• [Problem to solve]:
Answer these questions from the forum thread about Halloween sale purchases, one per line:
(a) How much did Spooky1 pay for the talking skull from Target?
(b) Which store did Ms. Wicked visit?
(c) What discount did TearyThunder report for everything at Walgreens?

Dr Morbius I will be going to Disney World, but eating one less meal and no souvenirs for me. I know that would of been the cost of my prop. I think it was well worth it and it gets me hyped up for next year!


----------



## Offwhiteknight (Sep 17, 2008)

Beware the suburban soccer mom...they savage stores with their over-extended credit, pushing more than one cart with octopi-like skill and like locusts leave only bare shelves in their wake!!!

Actually, after hitting two Targets, a Party City (which was the best stocked; might still have stuff) and a Spirit, I came away with less than I wanted, but enough for next year...

Would have gotten more, but the wife figures about $100 of stuff is more than enough for now. Even at 50% or better discount.

Got a blucky, an obelisk tombstone, a cannon strobe, a 400W fogger with timer remote (the most the wife with her asthma will let me have right now), a black light spot light, a medium sized gargoyle, a bloody lantern, a string of purple lights, three pre-carved small funkins and a mini battery powered one, and some smaller things I just can't remember. Plus the wife picked up stuff like the cool lenticular place mats at Target and other inside dinner-ware stuff. Oh, and the plastic tubs to store it all in.

Now I gotta pack it all away, leaving the stuff to be worked on in seperate tubs so I can get to them in the spring...


----------



## Spooky1 (Aug 25, 2008)

I picked up a cool talking (Gemmy?) skull from Target for 50% off ($6.50). I thought I might try a hack with it, but it has 5 or 6 good sayings and no crappy background music. So I'll keep it and maybe hack my older one.


----------



## Great White (Jan 18, 2006)

I also picked up a vulture for $10, lol. And, I picked up a full size 6ft static Dracula prop complete with outfit and pole stand for $30. I'm going to look for a couple things today but don't expect to find anything.


----------



## Ms. Wicked (Nov 14, 2006)

I went to Halloween USA yesterday and picked up two plastic skellie, a bottle of fog juice and a raven.


----------



## TearyThunder (Jul 1, 2006)

I just got back from Walgreens. I was able to nab 2 6ft hanging zombies, a large tombstone, talking animated gargoyle, and some treat bags. Everything is 75% off now!


----------



## Spookie (Aug 26, 2008)

• [Given data]:

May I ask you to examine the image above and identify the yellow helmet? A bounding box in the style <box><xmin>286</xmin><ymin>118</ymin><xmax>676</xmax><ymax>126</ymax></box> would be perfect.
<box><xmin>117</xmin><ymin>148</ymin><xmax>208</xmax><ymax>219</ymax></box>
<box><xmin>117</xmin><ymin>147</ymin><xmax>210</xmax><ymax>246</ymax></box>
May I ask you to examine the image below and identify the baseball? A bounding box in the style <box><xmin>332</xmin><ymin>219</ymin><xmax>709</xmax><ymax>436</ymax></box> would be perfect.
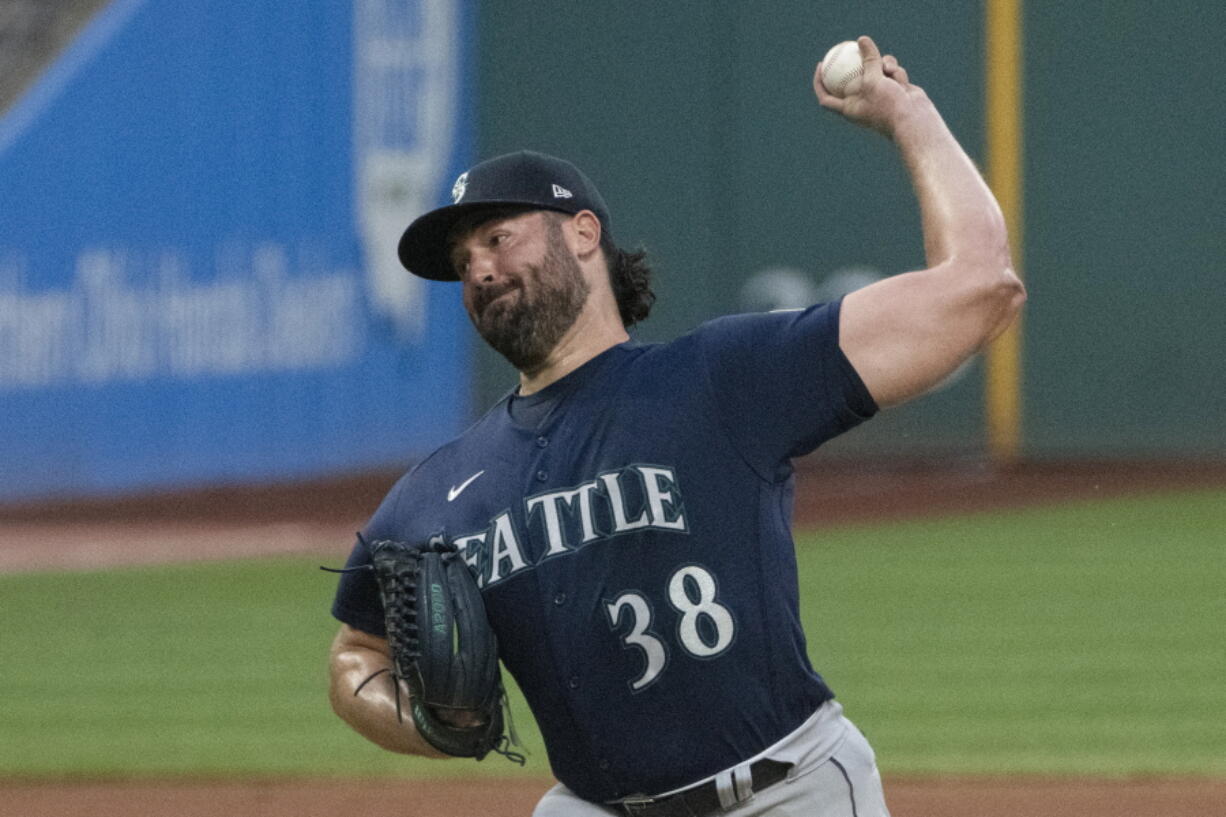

• [Exercise output]:
(a) $6.50
(b) Halloween USA
(c) 75% off